- **To do**
Pick out every line in the data below that contains the word "fishing" and copy each of those lines.

A block of data
· · · · · · ·

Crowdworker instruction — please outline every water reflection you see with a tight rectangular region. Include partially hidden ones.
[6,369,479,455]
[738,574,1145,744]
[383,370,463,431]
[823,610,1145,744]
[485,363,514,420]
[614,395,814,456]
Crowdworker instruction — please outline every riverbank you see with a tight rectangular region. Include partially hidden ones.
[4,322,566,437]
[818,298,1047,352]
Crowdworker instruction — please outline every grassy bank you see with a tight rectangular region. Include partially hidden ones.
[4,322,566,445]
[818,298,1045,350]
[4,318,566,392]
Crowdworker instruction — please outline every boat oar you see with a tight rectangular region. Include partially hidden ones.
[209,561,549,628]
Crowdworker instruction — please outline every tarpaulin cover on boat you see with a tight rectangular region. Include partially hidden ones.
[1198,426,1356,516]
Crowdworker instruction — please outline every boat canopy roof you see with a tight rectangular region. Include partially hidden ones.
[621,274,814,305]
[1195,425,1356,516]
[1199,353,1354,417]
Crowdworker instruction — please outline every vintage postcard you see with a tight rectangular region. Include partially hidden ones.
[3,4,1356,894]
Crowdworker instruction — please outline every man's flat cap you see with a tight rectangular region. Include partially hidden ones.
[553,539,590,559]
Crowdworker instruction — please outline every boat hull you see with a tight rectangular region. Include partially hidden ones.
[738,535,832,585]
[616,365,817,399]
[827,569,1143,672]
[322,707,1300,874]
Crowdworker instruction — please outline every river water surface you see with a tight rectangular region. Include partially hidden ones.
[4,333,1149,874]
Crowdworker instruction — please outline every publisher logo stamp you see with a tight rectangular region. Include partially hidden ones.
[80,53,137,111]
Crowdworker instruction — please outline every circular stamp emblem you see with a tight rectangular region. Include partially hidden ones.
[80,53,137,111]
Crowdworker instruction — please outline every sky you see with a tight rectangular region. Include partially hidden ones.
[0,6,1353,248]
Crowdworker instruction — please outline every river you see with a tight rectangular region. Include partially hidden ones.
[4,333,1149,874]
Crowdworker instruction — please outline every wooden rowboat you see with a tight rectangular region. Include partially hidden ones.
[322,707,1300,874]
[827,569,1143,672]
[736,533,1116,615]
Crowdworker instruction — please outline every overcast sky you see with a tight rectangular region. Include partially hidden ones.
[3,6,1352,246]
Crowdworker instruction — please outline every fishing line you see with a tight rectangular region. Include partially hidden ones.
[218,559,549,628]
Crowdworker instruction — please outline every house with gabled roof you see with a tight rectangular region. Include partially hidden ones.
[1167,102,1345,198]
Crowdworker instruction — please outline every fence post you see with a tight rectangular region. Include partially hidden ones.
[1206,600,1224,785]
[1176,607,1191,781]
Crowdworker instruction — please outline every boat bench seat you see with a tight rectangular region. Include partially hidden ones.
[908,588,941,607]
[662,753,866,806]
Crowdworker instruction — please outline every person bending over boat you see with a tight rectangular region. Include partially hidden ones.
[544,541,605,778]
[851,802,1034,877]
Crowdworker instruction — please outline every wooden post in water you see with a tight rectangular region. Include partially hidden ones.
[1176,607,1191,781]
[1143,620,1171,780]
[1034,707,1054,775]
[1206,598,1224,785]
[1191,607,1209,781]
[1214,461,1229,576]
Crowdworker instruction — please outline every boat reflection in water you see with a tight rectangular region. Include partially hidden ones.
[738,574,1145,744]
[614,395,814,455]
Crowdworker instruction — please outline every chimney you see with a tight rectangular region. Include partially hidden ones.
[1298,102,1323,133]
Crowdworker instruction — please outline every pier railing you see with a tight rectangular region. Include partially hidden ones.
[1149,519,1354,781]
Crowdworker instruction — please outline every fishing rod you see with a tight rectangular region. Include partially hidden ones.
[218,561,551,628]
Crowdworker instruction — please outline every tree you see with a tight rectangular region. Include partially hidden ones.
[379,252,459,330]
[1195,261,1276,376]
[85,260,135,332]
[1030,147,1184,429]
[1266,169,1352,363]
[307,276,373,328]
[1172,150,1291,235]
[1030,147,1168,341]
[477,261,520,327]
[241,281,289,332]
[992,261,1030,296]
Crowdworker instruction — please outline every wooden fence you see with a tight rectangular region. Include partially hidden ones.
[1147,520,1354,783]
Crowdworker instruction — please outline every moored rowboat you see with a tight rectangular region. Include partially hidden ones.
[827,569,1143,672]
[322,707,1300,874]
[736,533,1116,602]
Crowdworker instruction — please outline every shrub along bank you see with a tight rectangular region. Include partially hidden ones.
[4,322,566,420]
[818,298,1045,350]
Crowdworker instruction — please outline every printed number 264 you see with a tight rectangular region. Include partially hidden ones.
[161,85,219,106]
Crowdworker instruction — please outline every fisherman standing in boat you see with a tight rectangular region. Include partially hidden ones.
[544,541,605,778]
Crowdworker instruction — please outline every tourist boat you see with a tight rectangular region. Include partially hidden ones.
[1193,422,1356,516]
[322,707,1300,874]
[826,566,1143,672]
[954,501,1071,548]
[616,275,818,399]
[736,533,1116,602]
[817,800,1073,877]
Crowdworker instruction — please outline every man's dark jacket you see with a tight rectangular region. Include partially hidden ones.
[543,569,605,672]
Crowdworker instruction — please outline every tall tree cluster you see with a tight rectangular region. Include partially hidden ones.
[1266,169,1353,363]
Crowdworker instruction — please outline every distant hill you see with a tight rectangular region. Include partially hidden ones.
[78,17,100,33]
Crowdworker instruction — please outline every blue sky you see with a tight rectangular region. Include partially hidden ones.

· · · · · · ·

- **Answer for the task**
Crowdworker instruction — please outline every fishing line you see with a tight rectangular region. Include partially hidden ones.
Crowdworker instruction — please outline every fishing rod you see with a tight rectangular region. Include partially hidden ones.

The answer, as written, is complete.